• WORK REQUIRED:
What you return must match the records word for word, except that images are dropped.

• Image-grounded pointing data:
-------

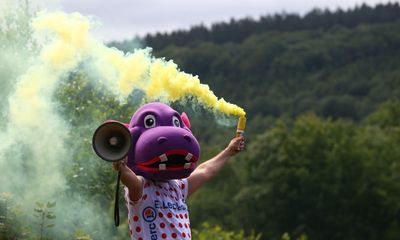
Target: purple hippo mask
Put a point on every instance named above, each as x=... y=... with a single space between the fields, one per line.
x=163 y=147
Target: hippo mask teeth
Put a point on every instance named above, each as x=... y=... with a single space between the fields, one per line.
x=162 y=167
x=188 y=157
x=163 y=158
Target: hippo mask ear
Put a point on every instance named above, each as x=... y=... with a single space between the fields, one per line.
x=185 y=120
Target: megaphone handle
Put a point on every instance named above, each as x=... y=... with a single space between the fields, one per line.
x=116 y=203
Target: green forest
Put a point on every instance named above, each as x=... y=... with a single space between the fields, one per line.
x=322 y=158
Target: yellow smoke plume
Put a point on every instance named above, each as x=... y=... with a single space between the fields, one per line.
x=157 y=78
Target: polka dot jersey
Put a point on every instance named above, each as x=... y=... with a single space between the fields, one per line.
x=161 y=212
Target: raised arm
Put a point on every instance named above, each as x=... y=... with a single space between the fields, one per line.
x=210 y=168
x=130 y=180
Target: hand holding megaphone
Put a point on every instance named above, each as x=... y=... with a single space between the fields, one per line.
x=112 y=141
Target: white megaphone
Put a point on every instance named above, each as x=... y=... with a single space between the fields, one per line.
x=112 y=141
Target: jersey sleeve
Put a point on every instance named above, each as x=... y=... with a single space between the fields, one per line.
x=128 y=200
x=184 y=186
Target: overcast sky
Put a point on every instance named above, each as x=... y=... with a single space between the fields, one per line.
x=123 y=19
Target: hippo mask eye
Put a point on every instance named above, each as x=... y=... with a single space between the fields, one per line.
x=176 y=122
x=149 y=121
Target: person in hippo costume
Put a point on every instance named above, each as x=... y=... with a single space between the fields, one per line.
x=160 y=172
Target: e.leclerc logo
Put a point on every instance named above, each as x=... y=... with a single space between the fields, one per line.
x=149 y=214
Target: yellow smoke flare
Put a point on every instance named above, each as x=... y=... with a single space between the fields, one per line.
x=157 y=78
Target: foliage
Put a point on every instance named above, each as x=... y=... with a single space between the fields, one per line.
x=322 y=98
x=217 y=233
x=11 y=226
x=45 y=216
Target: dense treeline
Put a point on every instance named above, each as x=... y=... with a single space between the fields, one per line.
x=322 y=159
x=340 y=73
x=320 y=178
x=238 y=30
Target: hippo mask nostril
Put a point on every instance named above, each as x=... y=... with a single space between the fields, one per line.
x=161 y=139
x=187 y=138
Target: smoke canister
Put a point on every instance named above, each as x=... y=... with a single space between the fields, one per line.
x=241 y=126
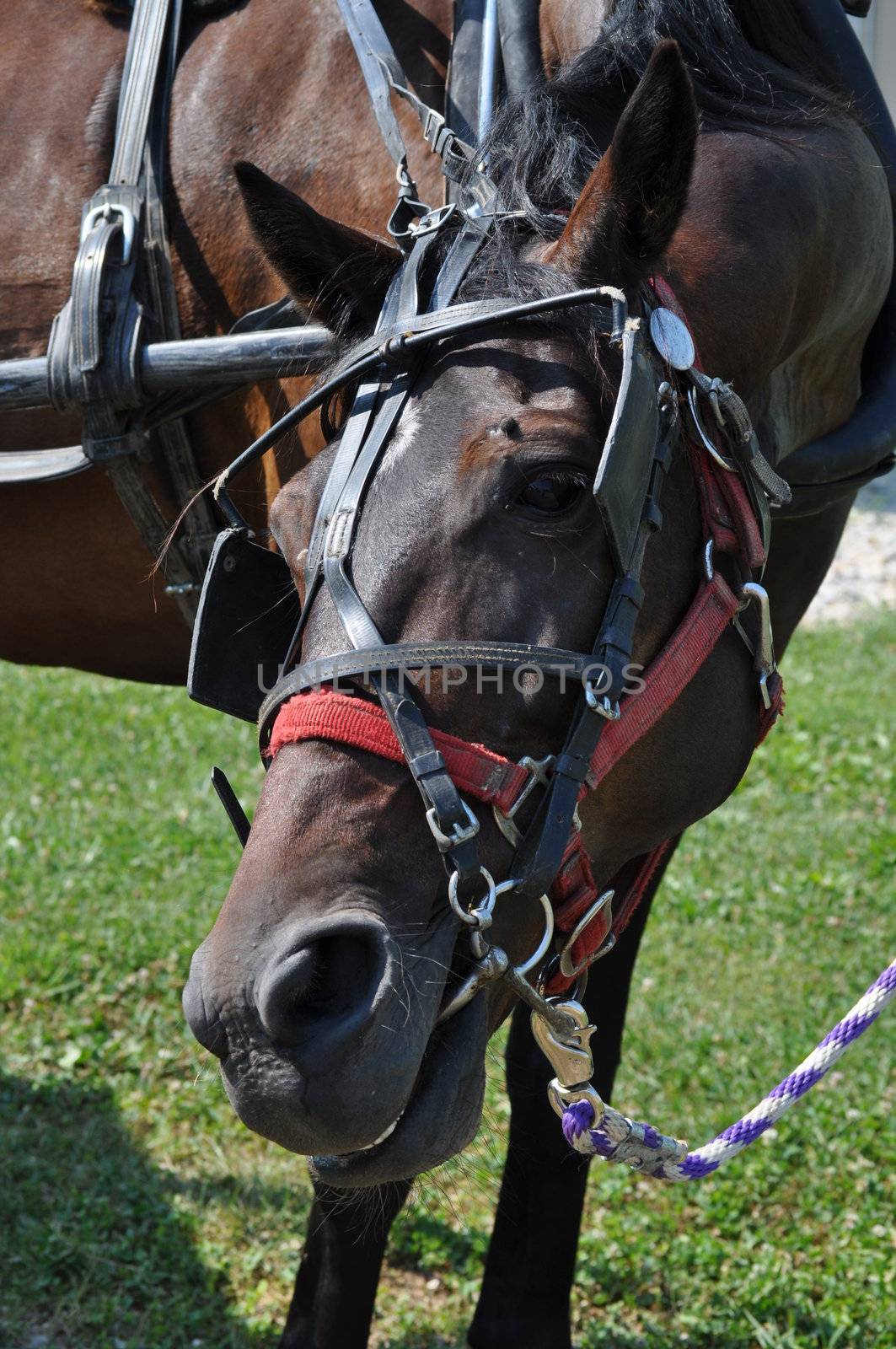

-------

• ANSWER:
Target: purple hippo mask
Put a point on every instance named above, each as x=... y=... with a single space between the fields, one per line.
x=163 y=147
Target: hippo mask teeth
Put a point on every instance named above, each as x=... y=... with a single space between the fields, one per line.
x=162 y=167
x=188 y=157
x=163 y=158
Target: hippo mask ear
Put a point on every instance named above, each as x=... y=... with a single space between the fields, one per line.
x=185 y=120
Target: megaphone handle
Put a point on every instance named above, each as x=... y=... with a single space between the fields, one per line.
x=116 y=203
Target: green forest
Put a point on every instance named above, each as x=... y=... with a single space between the fields, one per line.
x=322 y=158
Target: yellow smoke plume
Put a point on every instance named above, each as x=... y=... with a single space between the fields, one per line.
x=157 y=78
Target: polka dot jersey
Put a point on every instance named above, each as x=... y=... with a single space between the fields, one per line.
x=161 y=212
Target: raised arm
Put a point on every instance named above, each as x=... y=... with a single space between the fields, one per line.
x=210 y=168
x=130 y=180
Target: hand holding megaphone
Put a point on every instance named above, each as x=... y=... with a single space between the fields, one per line.
x=112 y=141
Target: white megaphone
Put a point on every instance named above, each as x=... y=... with a single space between the fields, one per line.
x=112 y=141
Target: jersey sleeve
Put a point on every instance named above, each as x=... y=... with a single space between the fields, one per line.
x=128 y=200
x=184 y=186
Target: overcast sky
Put a point on every instance named above, each as x=... y=... with a single space between the fields, one per line.
x=123 y=19
Target: hippo mask eye
Put a point on every instance named above, each as x=... y=... with a single space between the fields, one per line.
x=176 y=122
x=149 y=121
Target: person in hippo costume
Put a point on every instance named above, each as x=... y=... with a single space between the fields, one per line.
x=160 y=172
Target: e.leclerc logo
Put a point on every instance named above, each as x=... y=... with a single space between the fields, one per line.
x=149 y=214
Target: yellow smoke flare
Put a point on every instance named above, each as x=... y=... with a single space between the fields, one per line.
x=157 y=78
Target: foliage
Put a point on every instance named above, each as x=... y=... with a single space between the fields, one per line.
x=322 y=98
x=217 y=233
x=11 y=226
x=45 y=216
Target: dense treeline
Put a point on every instance named above, each as x=... y=... with a single space between the fields, one per line.
x=322 y=159
x=340 y=73
x=320 y=178
x=238 y=30
Target: hippo mask nostril
Put a point on every instance named above, each as x=... y=... with a single space between the fields, one per line.
x=161 y=139
x=187 y=138
Target: smoke canister
Put a point on every instance named above, each as x=... y=... with a single space between the fields, one per line.
x=241 y=126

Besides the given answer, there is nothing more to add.